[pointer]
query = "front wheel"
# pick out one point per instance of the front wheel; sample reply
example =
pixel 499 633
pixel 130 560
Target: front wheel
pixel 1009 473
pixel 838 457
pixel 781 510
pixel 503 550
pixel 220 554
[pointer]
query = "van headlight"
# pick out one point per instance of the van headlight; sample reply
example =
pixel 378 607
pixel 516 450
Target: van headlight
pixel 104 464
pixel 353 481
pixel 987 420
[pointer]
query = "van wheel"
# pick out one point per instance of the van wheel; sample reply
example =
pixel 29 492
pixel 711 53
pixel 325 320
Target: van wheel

======

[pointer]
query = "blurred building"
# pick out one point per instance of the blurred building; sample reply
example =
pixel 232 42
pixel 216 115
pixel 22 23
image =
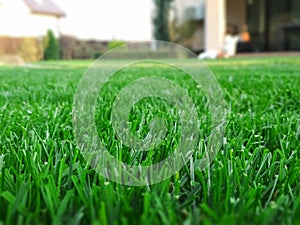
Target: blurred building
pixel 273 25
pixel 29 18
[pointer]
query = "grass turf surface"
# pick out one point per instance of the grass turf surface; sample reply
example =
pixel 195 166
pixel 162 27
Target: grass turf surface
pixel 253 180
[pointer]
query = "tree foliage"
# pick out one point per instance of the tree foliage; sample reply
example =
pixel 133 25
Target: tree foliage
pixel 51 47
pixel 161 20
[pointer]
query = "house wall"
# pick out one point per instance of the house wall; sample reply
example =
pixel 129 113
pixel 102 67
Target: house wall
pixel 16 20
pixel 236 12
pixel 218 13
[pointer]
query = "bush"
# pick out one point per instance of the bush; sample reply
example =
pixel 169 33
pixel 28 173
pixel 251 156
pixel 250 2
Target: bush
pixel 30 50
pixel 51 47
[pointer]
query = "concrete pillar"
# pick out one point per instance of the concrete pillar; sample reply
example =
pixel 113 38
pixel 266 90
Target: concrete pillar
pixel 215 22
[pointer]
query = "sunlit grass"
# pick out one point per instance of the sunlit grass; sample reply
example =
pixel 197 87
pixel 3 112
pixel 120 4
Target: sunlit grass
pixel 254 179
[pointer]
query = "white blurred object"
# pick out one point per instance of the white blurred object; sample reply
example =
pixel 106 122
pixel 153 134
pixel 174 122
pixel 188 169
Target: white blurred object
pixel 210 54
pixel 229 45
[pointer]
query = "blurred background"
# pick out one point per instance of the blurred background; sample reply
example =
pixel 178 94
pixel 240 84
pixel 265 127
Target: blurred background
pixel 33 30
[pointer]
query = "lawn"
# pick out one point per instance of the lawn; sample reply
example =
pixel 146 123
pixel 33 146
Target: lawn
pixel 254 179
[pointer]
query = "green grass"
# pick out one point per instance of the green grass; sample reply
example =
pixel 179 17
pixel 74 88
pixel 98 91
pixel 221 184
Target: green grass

======

> **WORK TO BE COMPLETED**:
Print exactly the lines of the listing above starting at the line containing "pixel 33 146" and ending at the line containing "Target: green grass", both included.

> **REPLY**:
pixel 33 146
Target: lawn
pixel 254 179
[pointer]
query = "green grass"
# pick out one point per instance of the green grass; sample reply
example =
pixel 179 17
pixel 74 88
pixel 98 91
pixel 221 184
Target: green grass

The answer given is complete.